§ Text segment:

* * *

# These plants won't stay down



## v-paw (Feb 17, 2013)

I have moneywort, which is doing fine, and I have two other plants. I'm not sure of name. On of them is red and green with skinny stem









It's stem breaks when I try to replant it into the gravel. Do they require anything special?
The other plant has dense roots, they sink a little but I keep covering it with gravel and it keeps getting out. My fish and frogs aren't big so they don't move it.










Sent from Petguide.com Free App


----------



## v-paw (Feb 17, 2013)

Also, would it be better if I changed the gravel to sand?


----------



## DarwinAhoy (Mar 13, 2013)

Sand isn't necessarily better than gravel, though a plant substrate would help with growth. The second plant is "mondo grass" and is not aquatic. It'll survive for a while, but will eventually rot.


----------



## ZebraDanio12 (Jun 17, 2011)

First plant is some type of ludwigia, too hard to tell from the pic.
And as Darwin said, second plant is Mondo grass, not a true aquatic and will eventually melt.


----------



## v-paw (Feb 17, 2013)

But I bought it from petco and they said it should be fine.... What should I do with it then?


Sent from Petguide.com Free App


----------



## yannis2307 (Apr 23, 2012)

petcos and generally chain petstores are notorious about giving non aquatic plants as aquatic...there have been many threads explaining it in this forum, catalogues telling which popular aquarium plants that the chains sell are not really aquatic, etc etc... just throw it away once you see any sign of ammonia or the leaves start to rot


----------



## ZebraDanio12 (Jun 17, 2011)

Do not listen to chain stores. They will sell you a plant, and say its aquatic. When really, it's not. The plant will live a few months, and then melt and rot away....You, thinking it was you who did something wrong, will go buy another one.

Thats how they make their money...always RESEARCH before getting into anything you have to ask questions for.


----------



## DarwinAhoy (Mar 13, 2013)

ZebraDanio12 said:


> Do not listen to chain stores. They will sell you a plant, and say its aquatic. When really, it's not. The plant will live a few months, and then melt and rot away....You, thinking it was you who did something wrong, will go buy another one.
> 
> Thats how they make their money...always RESEARCH before getting into anything you have to ask questions for.


Well, that's not quite fair. I work for one of those chain stores, you know! Haha.

I do actually go through the trouble of separating the non-aquatic stuff. I usually throw them in with the Metynnis for a snack, or sell them for marginal/riparium setups.

For what it's worth, there's been a big shift in the percentage of non-aquatic plants in the last couple of years. 90-95% of what comes in is aquatic, which is a huge improvement.

I've also seen the same non-aquatic plants for sale at pretty much every private shop around here. Moral of the story - know what you're buying ahead of time. This is as true for plants as it is for fish!


----------



## ZebraDanio12 (Jun 17, 2011)

Darwin, of course there are those lucky chain stores who get a few fish geeks who know what they are doing. 

But, they ones where I live are terrible... I might need to get a job there to fix their tanks :/


----------



## grogan (Jan 23, 2011)

* * *

(Saved entries)
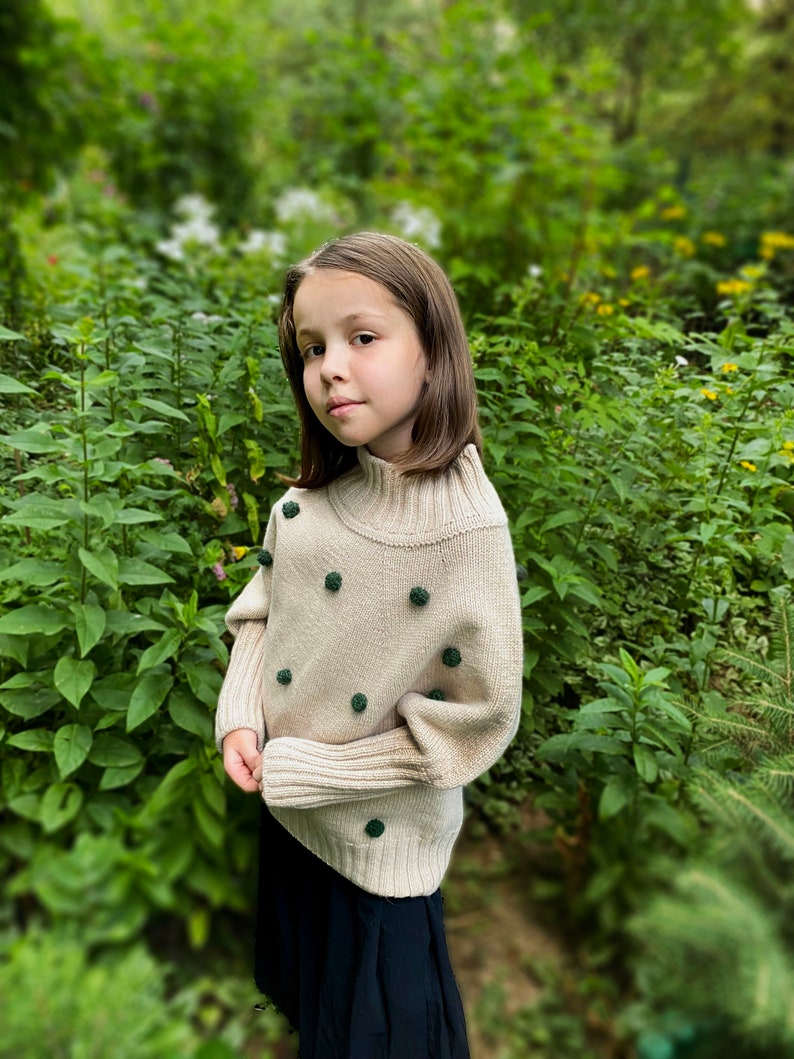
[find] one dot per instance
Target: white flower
(170, 248)
(274, 244)
(194, 208)
(417, 222)
(303, 203)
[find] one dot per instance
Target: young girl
(378, 656)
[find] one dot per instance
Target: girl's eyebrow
(353, 318)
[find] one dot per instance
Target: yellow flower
(772, 241)
(733, 287)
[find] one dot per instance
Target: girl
(378, 656)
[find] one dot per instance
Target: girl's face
(364, 368)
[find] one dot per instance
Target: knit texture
(404, 680)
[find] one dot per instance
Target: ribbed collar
(376, 501)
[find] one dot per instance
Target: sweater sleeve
(443, 743)
(240, 699)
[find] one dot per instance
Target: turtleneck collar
(376, 501)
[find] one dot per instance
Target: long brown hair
(447, 417)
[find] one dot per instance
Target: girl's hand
(241, 757)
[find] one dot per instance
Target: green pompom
(418, 596)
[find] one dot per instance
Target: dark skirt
(359, 976)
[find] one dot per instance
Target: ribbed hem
(408, 860)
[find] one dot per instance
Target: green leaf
(561, 519)
(646, 763)
(12, 386)
(114, 777)
(204, 681)
(166, 541)
(187, 713)
(32, 618)
(90, 622)
(162, 409)
(138, 572)
(35, 440)
(148, 696)
(38, 573)
(60, 804)
(787, 556)
(71, 746)
(209, 824)
(113, 692)
(30, 702)
(103, 563)
(39, 740)
(10, 336)
(163, 649)
(133, 516)
(73, 678)
(113, 751)
(616, 794)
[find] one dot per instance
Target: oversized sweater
(378, 657)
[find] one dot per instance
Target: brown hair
(447, 417)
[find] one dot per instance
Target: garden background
(610, 187)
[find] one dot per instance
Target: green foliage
(727, 912)
(628, 303)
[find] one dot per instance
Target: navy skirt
(358, 975)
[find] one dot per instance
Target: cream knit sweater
(378, 657)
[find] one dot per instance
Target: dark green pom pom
(418, 596)
(375, 828)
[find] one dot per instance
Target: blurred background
(610, 187)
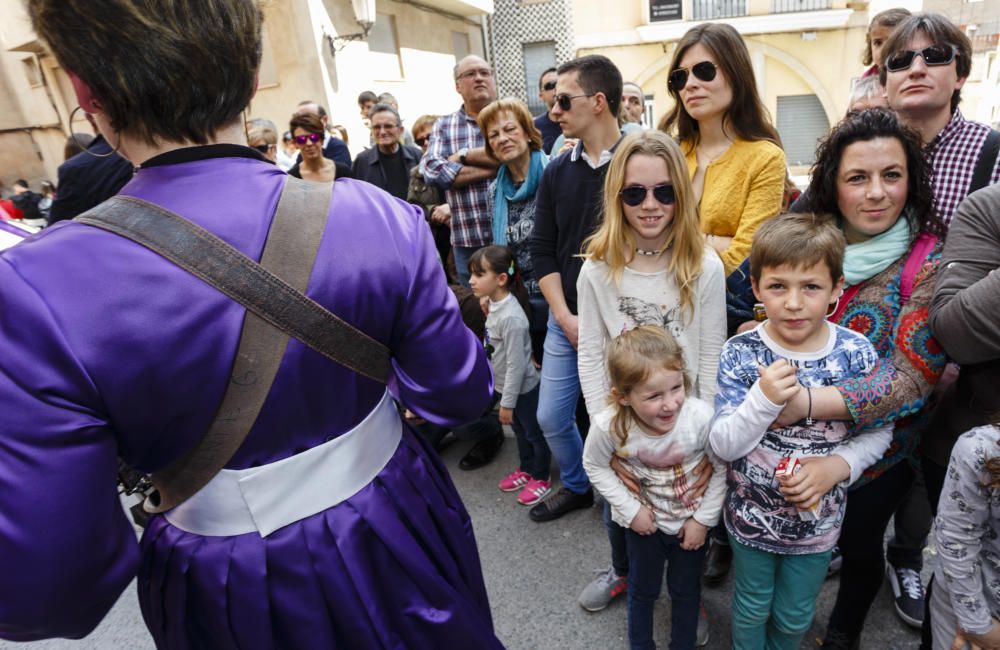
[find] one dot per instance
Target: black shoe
(482, 452)
(560, 503)
(720, 557)
(837, 640)
(908, 594)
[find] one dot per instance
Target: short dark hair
(542, 76)
(799, 240)
(319, 107)
(150, 75)
(939, 30)
(862, 126)
(597, 74)
(307, 122)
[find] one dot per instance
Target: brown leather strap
(276, 307)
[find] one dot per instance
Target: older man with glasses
(387, 165)
(457, 162)
(548, 127)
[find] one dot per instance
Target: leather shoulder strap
(276, 307)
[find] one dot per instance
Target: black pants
(869, 509)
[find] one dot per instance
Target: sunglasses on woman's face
(634, 195)
(312, 137)
(705, 71)
(933, 55)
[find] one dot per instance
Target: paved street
(534, 573)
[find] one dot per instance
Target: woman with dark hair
(128, 356)
(733, 153)
(307, 133)
(871, 173)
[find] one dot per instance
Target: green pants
(774, 597)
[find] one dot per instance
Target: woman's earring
(836, 306)
(85, 150)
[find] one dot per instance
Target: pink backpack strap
(918, 253)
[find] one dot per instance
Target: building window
(32, 71)
(786, 6)
(801, 124)
(713, 9)
(460, 45)
(383, 48)
(662, 10)
(538, 57)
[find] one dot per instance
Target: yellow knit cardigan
(743, 189)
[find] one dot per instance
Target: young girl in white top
(493, 274)
(647, 264)
(662, 435)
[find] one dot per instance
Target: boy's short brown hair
(800, 241)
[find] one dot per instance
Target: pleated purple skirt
(394, 566)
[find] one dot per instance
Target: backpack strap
(276, 309)
(983, 170)
(914, 262)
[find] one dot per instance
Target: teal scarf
(506, 193)
(867, 259)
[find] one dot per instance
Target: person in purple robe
(107, 350)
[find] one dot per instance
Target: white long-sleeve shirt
(757, 514)
(606, 310)
(663, 465)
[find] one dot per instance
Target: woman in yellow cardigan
(733, 153)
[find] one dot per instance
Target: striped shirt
(471, 225)
(953, 154)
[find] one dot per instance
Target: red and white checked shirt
(953, 154)
(471, 225)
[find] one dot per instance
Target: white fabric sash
(264, 499)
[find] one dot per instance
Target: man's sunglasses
(312, 137)
(933, 55)
(705, 71)
(565, 102)
(634, 195)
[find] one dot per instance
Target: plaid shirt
(953, 154)
(471, 225)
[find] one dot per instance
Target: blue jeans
(557, 397)
(774, 597)
(646, 554)
(462, 255)
(534, 454)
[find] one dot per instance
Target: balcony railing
(788, 6)
(712, 9)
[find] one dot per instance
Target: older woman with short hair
(117, 352)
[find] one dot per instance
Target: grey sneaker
(908, 594)
(701, 638)
(602, 590)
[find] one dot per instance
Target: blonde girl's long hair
(614, 242)
(632, 357)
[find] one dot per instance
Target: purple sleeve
(67, 549)
(440, 369)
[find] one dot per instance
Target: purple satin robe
(107, 349)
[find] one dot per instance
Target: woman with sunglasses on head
(647, 264)
(307, 133)
(733, 153)
(357, 539)
(871, 174)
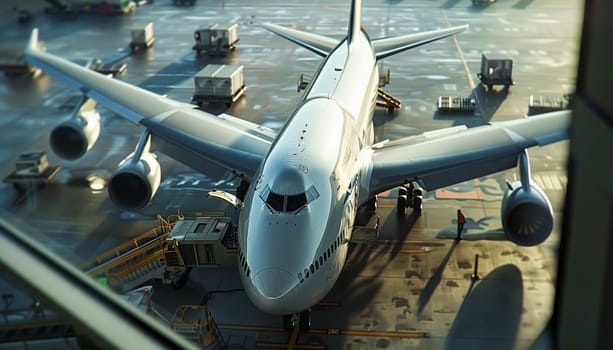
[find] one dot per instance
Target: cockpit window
(296, 201)
(289, 203)
(275, 201)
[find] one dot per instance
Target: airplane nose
(273, 283)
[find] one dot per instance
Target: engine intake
(135, 182)
(73, 137)
(527, 217)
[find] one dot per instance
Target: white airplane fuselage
(298, 213)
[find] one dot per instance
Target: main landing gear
(302, 320)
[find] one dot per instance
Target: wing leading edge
(446, 157)
(189, 135)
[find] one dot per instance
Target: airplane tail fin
(385, 47)
(33, 44)
(355, 20)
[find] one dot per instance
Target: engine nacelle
(135, 182)
(527, 217)
(73, 137)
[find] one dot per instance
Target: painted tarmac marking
(331, 331)
(403, 251)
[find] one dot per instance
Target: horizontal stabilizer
(385, 47)
(319, 44)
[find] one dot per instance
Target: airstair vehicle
(168, 252)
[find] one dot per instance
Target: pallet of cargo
(219, 84)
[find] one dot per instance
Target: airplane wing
(385, 47)
(319, 44)
(448, 156)
(184, 133)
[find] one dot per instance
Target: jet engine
(73, 137)
(527, 217)
(135, 181)
(137, 178)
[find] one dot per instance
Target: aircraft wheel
(402, 190)
(417, 204)
(402, 204)
(305, 320)
(287, 323)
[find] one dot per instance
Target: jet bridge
(168, 252)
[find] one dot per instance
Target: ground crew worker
(461, 222)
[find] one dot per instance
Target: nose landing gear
(302, 320)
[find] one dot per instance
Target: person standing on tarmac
(461, 222)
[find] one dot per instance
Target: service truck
(496, 69)
(216, 40)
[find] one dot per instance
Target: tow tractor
(31, 170)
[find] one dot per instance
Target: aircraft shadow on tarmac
(491, 310)
(494, 234)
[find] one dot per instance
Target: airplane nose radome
(273, 283)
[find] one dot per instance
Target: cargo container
(456, 104)
(544, 104)
(219, 83)
(142, 37)
(216, 40)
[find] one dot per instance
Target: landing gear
(302, 320)
(305, 320)
(409, 197)
(371, 204)
(241, 190)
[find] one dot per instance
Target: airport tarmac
(410, 289)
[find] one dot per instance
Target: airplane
(301, 186)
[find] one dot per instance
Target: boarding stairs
(153, 254)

* * *

§ Written exercise 1:
Condense the paragraph of the aquarium plant thread that begins "For what it's worth" into a single sentence.
§ Written exercise 2:
Transcribe the aquarium plant thread word for word, starting at "I do actually" and ending at "a huge improvement.".
None of the records is needed.

§ Exercise result 1:
Over the last couple of years, the share of non-aquatic plants has dropped sharply, with 90-95% of incoming plants now aquatic, a huge improvement.

§ Exercise result 2:
I do actually go through the trouble of separating the non-aquatic stuff. I usually throw them in with the Metynnis for a snack, or sell them for marginal/riparium setups.

For what it's worth, there's been a big shift in the percentage of non-aquatic plants in the last couple of years. 90-95% of what comes in is aquatic, which is a huge improvement.